> [Extracted information]:
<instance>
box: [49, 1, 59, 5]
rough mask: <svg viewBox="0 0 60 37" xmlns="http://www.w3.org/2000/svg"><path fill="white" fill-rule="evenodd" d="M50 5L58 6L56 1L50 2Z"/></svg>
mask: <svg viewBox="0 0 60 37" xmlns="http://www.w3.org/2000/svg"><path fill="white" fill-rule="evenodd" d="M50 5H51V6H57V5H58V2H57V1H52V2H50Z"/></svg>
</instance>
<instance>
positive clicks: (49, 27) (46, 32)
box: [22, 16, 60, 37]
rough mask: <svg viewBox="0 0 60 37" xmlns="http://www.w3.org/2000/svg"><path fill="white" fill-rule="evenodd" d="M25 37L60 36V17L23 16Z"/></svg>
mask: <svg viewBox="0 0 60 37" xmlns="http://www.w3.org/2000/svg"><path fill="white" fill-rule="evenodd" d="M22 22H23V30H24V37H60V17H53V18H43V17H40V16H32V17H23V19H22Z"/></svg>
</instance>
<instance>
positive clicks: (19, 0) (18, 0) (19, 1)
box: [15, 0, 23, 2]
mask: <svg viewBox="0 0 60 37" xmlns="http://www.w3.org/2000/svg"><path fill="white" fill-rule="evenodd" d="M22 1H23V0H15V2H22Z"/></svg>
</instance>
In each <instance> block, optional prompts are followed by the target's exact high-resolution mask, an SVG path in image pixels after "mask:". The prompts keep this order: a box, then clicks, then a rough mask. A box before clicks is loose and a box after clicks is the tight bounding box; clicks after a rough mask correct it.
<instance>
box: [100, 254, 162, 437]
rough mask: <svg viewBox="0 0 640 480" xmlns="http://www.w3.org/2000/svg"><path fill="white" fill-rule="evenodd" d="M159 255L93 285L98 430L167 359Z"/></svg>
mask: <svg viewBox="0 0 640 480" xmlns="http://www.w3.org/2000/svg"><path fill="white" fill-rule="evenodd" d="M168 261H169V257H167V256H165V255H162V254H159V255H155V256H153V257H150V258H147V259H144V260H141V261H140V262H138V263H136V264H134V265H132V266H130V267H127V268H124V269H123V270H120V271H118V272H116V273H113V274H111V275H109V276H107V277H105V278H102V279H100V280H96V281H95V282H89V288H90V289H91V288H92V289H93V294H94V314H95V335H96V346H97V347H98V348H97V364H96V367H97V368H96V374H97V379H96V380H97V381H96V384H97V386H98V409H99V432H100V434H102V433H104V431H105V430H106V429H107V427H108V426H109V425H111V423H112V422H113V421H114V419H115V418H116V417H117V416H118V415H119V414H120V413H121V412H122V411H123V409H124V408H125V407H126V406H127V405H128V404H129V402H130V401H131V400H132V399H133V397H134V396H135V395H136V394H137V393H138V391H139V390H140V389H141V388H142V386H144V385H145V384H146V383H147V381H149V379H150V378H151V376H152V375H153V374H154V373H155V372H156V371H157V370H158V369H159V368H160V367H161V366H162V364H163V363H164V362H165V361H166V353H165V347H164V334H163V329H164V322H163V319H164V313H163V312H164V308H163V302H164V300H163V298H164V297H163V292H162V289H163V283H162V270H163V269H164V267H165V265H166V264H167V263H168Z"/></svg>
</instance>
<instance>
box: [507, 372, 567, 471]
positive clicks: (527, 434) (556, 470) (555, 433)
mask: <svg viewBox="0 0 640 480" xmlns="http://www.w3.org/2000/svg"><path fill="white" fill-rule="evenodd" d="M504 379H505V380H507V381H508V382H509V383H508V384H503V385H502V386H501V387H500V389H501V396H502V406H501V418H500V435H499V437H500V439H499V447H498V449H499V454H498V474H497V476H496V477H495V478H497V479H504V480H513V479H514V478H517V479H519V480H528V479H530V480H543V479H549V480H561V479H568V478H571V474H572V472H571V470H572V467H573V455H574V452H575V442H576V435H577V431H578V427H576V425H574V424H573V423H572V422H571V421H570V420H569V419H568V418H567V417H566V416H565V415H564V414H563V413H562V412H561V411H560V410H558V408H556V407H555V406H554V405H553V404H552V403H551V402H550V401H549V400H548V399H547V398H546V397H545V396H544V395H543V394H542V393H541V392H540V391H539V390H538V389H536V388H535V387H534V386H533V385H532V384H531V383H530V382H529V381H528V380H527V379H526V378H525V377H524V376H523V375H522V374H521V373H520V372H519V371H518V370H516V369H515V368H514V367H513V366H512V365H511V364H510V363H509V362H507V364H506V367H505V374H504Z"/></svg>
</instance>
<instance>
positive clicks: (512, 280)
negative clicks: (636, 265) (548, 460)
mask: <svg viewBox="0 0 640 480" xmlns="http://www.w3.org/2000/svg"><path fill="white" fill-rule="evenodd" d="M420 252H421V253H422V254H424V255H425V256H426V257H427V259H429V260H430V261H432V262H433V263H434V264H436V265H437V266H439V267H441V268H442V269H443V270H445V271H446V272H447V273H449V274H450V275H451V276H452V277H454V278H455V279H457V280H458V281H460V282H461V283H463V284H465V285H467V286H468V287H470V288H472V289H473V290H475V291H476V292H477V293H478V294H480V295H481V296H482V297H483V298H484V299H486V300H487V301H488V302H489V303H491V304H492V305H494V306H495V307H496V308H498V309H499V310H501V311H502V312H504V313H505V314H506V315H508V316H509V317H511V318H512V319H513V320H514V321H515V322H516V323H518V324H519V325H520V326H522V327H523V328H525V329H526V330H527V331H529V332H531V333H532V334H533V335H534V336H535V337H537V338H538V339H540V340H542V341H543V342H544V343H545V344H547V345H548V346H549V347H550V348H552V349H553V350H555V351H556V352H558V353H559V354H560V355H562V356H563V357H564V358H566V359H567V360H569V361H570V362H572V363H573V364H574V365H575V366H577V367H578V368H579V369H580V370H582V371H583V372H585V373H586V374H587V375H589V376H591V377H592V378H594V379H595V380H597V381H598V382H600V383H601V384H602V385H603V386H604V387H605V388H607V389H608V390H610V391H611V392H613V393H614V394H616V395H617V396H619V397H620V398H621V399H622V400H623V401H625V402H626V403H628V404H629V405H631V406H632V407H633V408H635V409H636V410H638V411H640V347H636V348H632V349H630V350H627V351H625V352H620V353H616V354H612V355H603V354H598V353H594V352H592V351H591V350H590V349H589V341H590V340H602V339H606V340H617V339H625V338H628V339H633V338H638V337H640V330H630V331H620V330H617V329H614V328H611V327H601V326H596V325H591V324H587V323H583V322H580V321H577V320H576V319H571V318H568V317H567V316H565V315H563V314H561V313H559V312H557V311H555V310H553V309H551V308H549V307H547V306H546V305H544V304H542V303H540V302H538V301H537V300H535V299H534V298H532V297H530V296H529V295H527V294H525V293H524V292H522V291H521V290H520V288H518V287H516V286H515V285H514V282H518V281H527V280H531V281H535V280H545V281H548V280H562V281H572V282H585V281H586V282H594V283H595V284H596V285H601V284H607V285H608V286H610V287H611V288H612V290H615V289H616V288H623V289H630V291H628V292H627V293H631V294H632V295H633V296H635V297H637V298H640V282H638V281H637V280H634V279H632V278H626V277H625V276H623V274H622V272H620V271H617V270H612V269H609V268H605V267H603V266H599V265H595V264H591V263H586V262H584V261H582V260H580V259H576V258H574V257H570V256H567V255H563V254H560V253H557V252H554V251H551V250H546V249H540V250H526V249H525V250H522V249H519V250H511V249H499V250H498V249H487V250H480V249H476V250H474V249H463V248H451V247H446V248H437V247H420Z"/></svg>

> [What the task asks]: Write down, word for word, the lines above from the one containing "In each <instance>" through the one containing "box: [100, 254, 162, 437]", both ends included.

> [Your response]:
In each <instance> block, optional prompts are followed by the target's exact high-resolution mask, an SVG path in image pixels after "mask:". The prompts keep this order: a box, then clicks, then a rough mask. A box before clicks is loose and a box after clicks is the tight bounding box; clicks after a rough mask correct it.
<instance>
box: [100, 254, 162, 437]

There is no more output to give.